WHAT TO WORK ON
Please pull out the part of the listing that opens with the line containing "Dataset class: white cloud." and runs through the listing's final line, copying every line without change.

DATA SUPPLIED

################

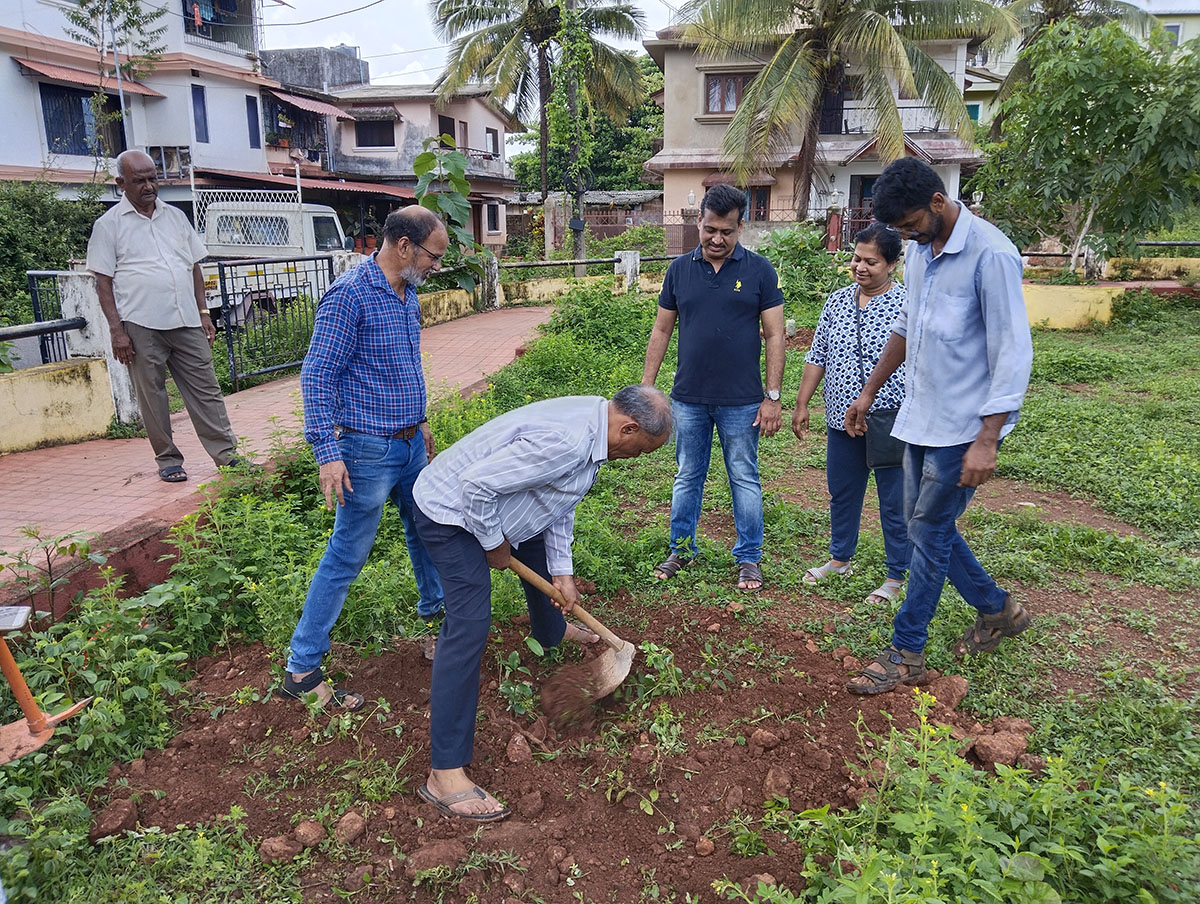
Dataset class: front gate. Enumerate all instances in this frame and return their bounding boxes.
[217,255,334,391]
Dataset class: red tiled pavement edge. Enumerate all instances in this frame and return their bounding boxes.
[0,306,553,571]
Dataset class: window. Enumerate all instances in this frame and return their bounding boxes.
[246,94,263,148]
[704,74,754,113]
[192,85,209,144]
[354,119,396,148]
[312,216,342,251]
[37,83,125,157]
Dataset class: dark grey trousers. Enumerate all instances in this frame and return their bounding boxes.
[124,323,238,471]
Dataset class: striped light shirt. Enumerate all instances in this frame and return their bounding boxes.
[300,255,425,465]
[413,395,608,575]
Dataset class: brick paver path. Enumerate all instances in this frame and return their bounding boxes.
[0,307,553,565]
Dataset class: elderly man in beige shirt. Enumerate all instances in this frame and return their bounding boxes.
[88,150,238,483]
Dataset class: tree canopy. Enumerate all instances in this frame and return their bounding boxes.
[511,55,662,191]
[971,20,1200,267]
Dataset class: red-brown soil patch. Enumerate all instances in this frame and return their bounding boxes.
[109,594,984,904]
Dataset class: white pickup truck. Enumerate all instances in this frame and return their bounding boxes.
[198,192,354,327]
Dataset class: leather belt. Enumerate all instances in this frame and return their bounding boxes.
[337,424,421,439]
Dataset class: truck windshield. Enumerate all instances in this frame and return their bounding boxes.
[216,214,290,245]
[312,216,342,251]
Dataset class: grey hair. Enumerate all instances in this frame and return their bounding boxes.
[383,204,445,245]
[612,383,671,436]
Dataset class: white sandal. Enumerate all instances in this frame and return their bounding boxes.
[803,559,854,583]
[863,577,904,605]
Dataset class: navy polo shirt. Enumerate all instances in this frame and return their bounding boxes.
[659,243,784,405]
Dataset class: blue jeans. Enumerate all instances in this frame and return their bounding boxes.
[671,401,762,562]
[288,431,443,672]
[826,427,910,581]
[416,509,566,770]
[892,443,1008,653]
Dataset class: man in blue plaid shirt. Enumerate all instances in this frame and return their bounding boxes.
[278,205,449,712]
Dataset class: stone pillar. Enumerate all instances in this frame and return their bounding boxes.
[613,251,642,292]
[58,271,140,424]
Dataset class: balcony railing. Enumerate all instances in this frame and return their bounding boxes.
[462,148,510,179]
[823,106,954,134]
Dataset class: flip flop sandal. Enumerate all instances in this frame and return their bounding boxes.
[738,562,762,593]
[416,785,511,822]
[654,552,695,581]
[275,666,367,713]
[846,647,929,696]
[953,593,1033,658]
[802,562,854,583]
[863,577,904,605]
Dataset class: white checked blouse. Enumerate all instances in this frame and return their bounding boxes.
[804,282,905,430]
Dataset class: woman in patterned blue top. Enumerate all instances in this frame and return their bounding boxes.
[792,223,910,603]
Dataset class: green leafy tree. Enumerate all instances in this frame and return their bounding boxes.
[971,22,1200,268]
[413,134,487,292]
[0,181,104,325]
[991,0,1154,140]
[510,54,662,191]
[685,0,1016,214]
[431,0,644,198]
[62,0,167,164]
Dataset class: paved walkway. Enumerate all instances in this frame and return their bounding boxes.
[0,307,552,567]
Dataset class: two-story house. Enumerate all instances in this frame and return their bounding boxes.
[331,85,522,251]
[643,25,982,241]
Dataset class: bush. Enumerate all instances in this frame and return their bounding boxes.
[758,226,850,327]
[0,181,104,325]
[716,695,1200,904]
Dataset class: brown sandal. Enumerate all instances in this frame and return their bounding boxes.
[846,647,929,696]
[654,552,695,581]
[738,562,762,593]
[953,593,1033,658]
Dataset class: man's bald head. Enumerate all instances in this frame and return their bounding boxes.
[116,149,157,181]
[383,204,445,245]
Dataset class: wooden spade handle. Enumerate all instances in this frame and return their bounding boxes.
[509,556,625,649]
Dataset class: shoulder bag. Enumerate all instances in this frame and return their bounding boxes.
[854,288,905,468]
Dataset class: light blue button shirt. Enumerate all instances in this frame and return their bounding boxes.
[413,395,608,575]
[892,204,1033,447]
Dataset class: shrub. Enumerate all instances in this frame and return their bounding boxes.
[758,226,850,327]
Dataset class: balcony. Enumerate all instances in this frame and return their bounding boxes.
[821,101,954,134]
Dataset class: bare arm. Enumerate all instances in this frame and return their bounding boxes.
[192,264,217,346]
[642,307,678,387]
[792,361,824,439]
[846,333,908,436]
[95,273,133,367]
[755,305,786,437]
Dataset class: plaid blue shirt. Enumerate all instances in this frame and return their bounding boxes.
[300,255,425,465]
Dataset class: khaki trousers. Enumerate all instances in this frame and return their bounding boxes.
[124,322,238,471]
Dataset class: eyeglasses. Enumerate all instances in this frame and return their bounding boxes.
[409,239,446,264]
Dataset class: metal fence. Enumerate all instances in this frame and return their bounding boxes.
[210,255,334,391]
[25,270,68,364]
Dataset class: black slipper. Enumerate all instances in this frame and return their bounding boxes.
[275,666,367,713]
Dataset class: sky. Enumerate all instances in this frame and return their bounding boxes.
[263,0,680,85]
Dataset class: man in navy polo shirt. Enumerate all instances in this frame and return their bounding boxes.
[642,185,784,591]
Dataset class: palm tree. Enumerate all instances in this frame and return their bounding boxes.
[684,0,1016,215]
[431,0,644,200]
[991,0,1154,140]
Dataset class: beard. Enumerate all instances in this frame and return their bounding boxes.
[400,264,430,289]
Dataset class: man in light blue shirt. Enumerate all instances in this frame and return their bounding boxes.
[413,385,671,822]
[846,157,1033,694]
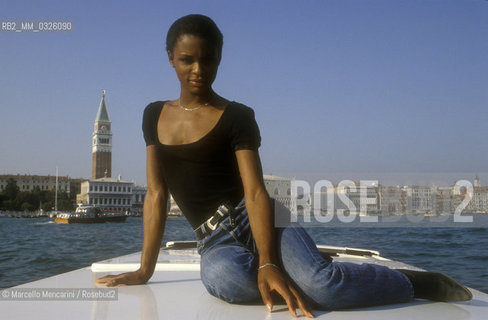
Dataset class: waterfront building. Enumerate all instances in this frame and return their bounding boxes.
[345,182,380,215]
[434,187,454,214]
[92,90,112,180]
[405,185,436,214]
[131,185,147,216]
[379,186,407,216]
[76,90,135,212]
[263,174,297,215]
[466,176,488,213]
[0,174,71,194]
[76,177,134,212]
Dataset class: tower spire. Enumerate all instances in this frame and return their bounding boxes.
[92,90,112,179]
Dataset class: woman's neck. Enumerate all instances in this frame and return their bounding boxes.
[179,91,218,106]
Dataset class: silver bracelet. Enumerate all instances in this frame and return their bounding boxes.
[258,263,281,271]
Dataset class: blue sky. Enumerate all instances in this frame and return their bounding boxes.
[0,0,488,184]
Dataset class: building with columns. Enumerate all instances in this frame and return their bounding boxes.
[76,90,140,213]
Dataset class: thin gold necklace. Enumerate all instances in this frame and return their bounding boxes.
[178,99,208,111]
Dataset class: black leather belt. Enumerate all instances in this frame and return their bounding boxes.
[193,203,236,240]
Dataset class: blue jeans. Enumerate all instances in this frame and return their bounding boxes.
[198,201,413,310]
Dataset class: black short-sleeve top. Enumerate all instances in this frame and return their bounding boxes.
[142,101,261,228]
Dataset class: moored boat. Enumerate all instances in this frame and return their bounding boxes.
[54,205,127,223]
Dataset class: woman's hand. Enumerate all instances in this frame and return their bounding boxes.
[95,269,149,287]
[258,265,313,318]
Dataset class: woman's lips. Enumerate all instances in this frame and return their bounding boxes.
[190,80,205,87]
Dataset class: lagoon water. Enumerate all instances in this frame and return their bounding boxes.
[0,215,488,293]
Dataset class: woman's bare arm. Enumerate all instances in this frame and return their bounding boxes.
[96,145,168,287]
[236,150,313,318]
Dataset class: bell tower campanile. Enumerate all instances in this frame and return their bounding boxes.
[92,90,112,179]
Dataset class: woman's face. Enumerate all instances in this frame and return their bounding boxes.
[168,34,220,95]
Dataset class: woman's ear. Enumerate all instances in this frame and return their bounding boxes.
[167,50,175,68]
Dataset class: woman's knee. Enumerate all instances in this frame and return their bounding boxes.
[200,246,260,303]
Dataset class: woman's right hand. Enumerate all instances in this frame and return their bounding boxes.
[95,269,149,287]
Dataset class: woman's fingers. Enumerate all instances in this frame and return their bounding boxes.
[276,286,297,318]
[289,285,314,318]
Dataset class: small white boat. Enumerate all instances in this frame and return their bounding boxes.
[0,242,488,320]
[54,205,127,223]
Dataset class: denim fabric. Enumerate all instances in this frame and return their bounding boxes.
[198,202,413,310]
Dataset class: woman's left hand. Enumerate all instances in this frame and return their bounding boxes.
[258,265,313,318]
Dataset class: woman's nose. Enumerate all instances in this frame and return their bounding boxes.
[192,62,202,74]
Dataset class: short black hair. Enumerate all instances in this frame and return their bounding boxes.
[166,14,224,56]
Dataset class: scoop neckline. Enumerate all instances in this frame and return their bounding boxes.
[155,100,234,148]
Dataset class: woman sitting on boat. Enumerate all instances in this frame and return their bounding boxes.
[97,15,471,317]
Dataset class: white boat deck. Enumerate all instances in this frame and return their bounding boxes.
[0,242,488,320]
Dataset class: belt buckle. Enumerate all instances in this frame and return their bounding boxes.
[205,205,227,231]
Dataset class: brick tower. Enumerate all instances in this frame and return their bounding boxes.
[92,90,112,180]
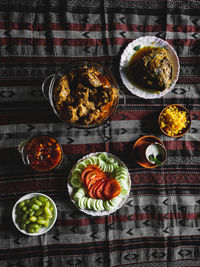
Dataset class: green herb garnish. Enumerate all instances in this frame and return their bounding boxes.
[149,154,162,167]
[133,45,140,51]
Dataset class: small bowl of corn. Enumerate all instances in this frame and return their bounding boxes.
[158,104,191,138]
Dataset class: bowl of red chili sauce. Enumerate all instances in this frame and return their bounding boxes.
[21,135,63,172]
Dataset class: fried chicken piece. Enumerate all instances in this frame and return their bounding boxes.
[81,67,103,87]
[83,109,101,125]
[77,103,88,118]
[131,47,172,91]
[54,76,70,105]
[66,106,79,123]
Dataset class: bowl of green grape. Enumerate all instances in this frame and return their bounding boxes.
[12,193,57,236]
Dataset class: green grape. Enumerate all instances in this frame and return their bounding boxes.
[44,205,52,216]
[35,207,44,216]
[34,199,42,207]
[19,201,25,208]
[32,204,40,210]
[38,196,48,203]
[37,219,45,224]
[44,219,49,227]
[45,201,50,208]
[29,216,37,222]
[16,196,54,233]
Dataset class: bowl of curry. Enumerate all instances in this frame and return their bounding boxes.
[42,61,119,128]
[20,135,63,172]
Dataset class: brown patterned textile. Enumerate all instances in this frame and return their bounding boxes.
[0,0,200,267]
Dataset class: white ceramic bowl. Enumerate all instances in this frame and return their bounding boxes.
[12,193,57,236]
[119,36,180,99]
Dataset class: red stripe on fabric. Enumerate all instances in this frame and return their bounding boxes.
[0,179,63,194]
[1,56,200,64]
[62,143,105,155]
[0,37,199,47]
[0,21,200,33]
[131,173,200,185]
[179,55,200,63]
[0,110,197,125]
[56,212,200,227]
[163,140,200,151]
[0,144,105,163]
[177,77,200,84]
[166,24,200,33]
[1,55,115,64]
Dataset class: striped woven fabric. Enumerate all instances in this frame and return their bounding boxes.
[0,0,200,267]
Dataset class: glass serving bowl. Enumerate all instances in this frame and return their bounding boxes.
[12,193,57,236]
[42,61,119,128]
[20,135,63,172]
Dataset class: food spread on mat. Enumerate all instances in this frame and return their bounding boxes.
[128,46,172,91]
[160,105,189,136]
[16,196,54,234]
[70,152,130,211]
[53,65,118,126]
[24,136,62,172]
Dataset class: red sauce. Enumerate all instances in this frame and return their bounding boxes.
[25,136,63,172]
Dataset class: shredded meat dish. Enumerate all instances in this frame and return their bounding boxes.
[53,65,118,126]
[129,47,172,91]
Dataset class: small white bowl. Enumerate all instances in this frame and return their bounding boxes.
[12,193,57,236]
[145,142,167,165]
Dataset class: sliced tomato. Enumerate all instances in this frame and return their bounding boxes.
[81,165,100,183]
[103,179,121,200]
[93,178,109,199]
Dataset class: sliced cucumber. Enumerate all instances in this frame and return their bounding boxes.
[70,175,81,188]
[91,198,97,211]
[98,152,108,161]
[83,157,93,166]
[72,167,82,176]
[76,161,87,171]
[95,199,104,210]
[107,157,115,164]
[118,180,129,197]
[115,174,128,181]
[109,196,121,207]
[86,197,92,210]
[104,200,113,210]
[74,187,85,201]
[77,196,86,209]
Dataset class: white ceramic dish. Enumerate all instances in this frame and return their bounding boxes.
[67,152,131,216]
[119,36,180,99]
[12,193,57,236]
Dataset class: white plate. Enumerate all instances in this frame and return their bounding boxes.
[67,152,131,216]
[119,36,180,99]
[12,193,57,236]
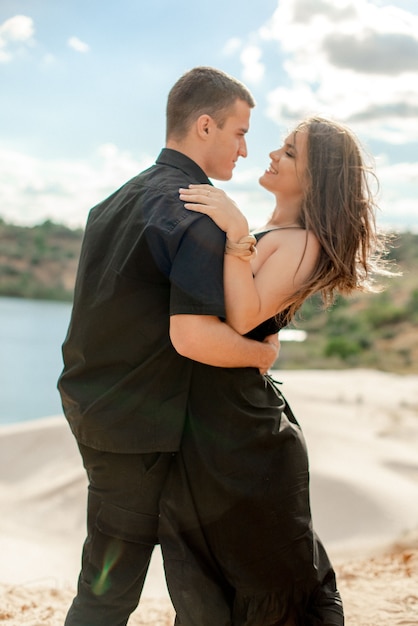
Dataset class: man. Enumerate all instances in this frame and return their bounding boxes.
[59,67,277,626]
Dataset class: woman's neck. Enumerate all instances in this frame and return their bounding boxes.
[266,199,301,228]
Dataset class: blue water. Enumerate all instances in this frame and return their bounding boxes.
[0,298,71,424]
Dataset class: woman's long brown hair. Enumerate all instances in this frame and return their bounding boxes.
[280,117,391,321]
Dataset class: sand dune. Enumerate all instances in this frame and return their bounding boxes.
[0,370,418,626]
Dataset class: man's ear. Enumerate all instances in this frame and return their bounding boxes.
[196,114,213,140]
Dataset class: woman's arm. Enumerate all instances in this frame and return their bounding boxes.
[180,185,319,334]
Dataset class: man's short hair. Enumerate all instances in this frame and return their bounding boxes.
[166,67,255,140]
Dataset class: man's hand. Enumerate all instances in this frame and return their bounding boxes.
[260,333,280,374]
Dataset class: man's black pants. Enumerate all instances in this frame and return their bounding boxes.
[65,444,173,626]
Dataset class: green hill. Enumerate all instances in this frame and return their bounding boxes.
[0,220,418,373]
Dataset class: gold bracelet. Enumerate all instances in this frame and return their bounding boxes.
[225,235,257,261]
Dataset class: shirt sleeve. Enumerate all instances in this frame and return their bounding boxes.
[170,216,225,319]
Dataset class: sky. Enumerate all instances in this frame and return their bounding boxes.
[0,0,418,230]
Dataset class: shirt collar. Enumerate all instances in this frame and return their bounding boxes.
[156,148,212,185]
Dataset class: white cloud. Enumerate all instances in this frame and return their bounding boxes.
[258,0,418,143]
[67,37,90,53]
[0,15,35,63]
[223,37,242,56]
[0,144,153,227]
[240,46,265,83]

################

PROBLEM SOLUTION
Dataset class: white cloud. Enumerate all instances in this frame and return their bounding boxes.
[258,0,418,143]
[67,37,90,53]
[0,15,35,63]
[223,37,242,56]
[0,144,153,227]
[240,46,265,83]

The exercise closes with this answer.